「薬剤師はいらない」との声を聞いて自分のキャリアに不安を感じていませんか?AIや自動化が進む中で、将来の働き方に悩む薬剤師は多くいます。変化の激しい時代に対応するためには、今から将来を見据えた準備をしておくことが大切です。
この記事では「薬剤師はいらない」と言われる理由を分析し、今後も求められる薬剤師になるための方法を解説します。記事を読めば将来への漠然とした不安が解消され、市場価値の高い薬剤師を目指すためにやるべきことが明確になります。
「薬剤師はいらない」との意見はありますが、仕事がなくなるわけではありません。専門性を高めて新たなスキルを身に付ければ、将来も必要とされる薬剤師であり続けられます。
「薬剤師はいらない」と言われる5つの理由

「薬剤師はいらない」と言われる理由は以下のとおりです。
- 業務の自動化が進んでいるから
- 対物業務が多いから
- 薬剤師の業務が見えにくいから
- 医薬分業の意義が理解されにくいから
- 薬剤師の数が飽和しているから
業務の自動化が進んでいるから
テクノロジーの進化により業務の自動化が進んでいることから「薬剤師はいらない」と言われています。今まで薬剤師が担当していた作業を機械やシステムが担うようになっています。自動化が進んでいる薬剤師の業務は以下のとおりです。
- 錠剤の取りそろえ・一包化
- 水薬・粉薬の計量・混合
- 調剤薬の最終チェック
- 薬の在庫管理・発注
- 電子薬歴の入力サポート
今まで薬剤師の手で行われていた作業が、正確でスピーディーな機械に置き換わりつつあります。
対物業務が多いから

薬剤師の仕事が対物業務中心に見えることも「いらない」と言われる理由の一つです。患者から見ると処方箋通りに薬を棚から取り出して準備する作業が、薬剤師の仕事の中心に見えてしまいます。裏側で行われている薬剤師の専門的な判断は、一般人にはなかなか伝わりません。
調剤ミスを防ぐための確認や薬の品質管理など、薬剤師は目に見えない専門的な業務を担っています。薬剤師の業務は患者にとってわかりづらく、本来の専門的な価値が正しく評価されないため「いらない」と言われています。
薬剤師の業務が見えにくいから
薬剤師の業務が患者から見えにくいことも「いらない」と言われる理由の一つです。薬剤師の業務は調剤室の中で行われるため、外からは何をしているのかわかりにくくなっています。調剤室の中で薬剤師が行っている仕事は以下のとおりです。

> _参考資料_
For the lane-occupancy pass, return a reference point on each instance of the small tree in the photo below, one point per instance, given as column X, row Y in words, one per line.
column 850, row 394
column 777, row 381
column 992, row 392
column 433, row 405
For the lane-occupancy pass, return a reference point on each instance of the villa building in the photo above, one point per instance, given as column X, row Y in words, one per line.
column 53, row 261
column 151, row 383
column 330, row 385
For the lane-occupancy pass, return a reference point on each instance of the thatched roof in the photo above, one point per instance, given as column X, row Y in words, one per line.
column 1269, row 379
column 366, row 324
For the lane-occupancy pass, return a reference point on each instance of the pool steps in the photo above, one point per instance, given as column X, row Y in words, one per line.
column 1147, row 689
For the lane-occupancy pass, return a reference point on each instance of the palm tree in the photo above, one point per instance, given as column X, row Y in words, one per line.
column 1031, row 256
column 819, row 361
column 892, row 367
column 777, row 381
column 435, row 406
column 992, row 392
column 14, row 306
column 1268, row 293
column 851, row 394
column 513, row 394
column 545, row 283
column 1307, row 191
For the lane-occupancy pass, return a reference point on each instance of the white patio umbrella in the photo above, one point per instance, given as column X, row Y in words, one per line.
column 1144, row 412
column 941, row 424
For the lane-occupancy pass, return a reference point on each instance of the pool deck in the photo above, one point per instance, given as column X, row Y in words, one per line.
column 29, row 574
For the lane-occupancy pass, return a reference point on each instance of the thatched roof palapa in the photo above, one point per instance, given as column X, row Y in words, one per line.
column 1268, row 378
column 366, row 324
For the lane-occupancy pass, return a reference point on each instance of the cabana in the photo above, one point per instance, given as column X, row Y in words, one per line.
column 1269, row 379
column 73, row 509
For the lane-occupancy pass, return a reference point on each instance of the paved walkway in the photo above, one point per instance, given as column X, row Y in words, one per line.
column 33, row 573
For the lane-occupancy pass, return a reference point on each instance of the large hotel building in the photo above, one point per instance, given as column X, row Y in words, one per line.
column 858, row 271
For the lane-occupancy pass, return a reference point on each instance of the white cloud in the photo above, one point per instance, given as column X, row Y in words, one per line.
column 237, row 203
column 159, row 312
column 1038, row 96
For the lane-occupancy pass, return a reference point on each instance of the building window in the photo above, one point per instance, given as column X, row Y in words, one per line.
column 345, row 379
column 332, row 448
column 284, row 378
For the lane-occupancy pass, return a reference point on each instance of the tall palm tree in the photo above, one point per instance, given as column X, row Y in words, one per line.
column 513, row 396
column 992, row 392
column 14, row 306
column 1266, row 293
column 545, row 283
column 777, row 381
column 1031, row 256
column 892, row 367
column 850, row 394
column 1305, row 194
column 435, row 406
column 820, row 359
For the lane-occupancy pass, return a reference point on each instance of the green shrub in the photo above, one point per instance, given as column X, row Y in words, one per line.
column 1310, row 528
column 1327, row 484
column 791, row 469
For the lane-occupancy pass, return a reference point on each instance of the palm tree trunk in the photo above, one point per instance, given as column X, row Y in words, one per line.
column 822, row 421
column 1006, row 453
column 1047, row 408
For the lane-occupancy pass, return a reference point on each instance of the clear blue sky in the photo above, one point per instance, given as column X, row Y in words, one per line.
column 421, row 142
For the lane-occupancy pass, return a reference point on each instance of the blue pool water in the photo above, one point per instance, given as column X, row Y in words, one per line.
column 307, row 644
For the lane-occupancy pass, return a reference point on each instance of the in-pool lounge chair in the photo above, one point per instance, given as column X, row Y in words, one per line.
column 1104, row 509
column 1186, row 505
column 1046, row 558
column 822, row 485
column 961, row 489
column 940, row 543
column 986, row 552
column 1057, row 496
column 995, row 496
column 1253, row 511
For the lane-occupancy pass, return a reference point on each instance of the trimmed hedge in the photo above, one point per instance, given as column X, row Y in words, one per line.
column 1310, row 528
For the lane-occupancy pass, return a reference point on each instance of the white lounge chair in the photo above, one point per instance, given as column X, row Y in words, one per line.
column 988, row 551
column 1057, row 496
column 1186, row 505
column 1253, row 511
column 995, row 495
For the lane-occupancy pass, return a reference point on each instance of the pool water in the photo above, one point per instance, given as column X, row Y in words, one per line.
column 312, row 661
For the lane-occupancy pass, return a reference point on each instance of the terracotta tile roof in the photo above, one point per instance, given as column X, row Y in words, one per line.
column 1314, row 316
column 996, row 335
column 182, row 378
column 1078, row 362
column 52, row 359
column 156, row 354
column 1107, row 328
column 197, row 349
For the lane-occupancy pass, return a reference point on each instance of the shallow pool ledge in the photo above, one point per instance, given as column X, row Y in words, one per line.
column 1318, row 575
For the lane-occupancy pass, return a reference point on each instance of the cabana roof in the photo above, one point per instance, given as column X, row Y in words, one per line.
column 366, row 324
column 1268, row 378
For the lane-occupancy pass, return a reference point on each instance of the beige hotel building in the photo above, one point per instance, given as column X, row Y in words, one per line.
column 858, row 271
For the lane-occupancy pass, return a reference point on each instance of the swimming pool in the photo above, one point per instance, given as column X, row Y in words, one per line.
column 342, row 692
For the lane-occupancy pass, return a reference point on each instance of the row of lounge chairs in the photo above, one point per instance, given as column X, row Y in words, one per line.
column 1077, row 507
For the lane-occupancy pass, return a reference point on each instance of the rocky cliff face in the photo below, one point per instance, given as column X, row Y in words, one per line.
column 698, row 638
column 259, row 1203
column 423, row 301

==

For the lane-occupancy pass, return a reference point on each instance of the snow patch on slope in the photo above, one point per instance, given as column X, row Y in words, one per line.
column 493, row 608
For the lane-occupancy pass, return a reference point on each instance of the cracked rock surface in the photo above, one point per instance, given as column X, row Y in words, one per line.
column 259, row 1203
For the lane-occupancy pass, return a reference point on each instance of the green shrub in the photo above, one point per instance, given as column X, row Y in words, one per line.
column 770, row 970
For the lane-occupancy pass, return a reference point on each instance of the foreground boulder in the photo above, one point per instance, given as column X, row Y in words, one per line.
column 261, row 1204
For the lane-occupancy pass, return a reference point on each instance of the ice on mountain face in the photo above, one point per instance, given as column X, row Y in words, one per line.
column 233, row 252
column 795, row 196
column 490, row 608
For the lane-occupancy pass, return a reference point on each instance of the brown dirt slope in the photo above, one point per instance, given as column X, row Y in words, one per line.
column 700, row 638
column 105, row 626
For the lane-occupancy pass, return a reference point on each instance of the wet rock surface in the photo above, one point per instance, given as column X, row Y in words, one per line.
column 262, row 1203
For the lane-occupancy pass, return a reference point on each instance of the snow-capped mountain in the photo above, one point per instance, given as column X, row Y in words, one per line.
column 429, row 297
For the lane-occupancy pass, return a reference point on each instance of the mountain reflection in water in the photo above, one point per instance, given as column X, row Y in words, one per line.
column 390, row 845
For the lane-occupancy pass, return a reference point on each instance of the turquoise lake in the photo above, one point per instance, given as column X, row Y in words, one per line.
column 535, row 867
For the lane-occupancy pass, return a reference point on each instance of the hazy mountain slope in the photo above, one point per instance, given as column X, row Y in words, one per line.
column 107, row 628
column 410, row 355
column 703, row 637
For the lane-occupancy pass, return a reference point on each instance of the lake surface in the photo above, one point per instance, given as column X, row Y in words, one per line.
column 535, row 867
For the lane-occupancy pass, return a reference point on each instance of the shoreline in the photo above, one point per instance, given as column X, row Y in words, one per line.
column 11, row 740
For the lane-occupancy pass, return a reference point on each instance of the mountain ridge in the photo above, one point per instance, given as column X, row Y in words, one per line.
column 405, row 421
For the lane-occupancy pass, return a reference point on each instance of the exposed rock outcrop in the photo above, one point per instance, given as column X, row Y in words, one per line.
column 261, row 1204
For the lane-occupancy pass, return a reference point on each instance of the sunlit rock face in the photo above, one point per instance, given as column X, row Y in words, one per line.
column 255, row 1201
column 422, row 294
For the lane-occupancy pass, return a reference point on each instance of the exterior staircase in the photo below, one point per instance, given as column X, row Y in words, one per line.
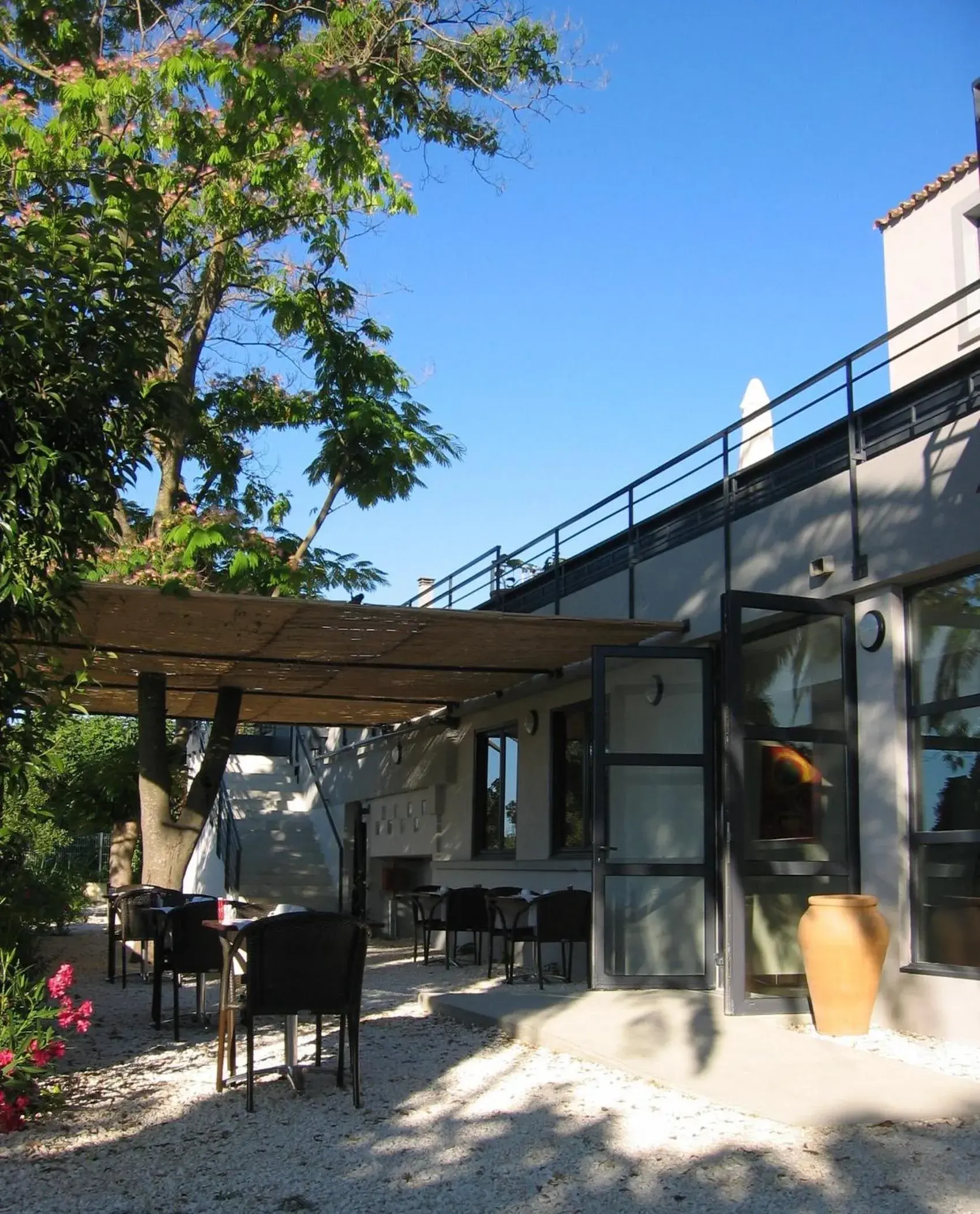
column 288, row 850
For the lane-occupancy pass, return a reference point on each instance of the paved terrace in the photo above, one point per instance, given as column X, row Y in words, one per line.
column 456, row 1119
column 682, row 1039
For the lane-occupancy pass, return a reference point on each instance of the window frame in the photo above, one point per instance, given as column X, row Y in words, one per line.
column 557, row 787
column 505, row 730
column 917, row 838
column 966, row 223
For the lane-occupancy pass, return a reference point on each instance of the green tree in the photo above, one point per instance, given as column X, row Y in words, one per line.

* * *

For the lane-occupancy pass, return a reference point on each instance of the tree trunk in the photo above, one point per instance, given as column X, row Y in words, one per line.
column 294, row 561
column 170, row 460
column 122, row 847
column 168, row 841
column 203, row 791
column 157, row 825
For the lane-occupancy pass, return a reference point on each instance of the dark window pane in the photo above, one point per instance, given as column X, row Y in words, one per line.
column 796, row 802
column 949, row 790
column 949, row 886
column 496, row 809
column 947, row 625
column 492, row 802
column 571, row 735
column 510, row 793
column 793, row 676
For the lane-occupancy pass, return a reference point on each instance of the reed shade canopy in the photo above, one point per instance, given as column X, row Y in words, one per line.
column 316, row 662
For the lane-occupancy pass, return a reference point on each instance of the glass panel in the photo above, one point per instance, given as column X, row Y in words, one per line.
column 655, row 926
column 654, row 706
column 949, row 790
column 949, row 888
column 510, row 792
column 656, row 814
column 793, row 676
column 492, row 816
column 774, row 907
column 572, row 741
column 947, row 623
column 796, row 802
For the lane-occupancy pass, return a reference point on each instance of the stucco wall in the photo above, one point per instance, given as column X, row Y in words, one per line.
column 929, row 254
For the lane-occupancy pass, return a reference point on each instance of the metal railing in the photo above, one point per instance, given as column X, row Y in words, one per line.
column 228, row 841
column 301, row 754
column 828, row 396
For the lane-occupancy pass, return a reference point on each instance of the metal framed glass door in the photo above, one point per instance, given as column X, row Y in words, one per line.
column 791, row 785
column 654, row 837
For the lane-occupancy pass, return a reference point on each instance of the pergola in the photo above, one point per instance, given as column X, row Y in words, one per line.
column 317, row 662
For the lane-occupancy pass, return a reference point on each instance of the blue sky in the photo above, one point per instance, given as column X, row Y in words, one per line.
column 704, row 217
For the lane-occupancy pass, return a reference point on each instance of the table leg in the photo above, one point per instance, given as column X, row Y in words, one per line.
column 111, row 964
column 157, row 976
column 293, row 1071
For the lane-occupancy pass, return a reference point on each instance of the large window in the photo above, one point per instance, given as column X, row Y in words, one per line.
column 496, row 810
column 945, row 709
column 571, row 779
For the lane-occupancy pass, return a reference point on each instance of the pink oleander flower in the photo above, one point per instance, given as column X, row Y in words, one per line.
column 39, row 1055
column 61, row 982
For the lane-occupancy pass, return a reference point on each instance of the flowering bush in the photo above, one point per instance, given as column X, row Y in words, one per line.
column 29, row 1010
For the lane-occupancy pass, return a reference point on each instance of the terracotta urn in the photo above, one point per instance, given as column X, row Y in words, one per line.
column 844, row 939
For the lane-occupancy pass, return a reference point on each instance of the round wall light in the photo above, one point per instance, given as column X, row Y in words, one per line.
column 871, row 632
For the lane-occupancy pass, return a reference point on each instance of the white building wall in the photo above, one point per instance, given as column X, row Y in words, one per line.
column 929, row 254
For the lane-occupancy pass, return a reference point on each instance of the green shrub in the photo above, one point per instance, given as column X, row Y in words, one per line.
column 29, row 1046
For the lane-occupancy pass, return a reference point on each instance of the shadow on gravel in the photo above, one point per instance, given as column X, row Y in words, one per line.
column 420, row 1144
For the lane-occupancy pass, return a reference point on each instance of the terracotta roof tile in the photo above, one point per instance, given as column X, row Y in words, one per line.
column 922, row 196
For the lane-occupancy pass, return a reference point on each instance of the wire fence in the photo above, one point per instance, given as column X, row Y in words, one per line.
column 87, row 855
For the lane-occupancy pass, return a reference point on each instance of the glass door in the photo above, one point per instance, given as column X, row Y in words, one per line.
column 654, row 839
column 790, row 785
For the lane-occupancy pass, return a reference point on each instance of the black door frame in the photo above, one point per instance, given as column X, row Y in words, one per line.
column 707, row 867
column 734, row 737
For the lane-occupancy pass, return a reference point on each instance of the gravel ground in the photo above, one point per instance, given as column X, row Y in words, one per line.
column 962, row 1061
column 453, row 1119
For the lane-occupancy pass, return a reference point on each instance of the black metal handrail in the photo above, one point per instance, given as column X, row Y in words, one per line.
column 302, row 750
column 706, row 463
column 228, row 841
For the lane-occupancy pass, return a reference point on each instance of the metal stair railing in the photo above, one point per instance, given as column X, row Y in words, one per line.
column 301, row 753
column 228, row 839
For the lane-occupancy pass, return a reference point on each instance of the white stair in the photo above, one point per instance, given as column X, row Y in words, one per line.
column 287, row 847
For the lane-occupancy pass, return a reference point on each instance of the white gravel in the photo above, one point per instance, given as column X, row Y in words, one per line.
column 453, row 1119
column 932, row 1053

> _課題の目標_
本文によると、薬剤師の業務が外から見えにくいのはなぜですか。 記録は本文の内容とは関係がありません。

> _解答欄_
薬剤師の業務は調剤室の中で行われるためです。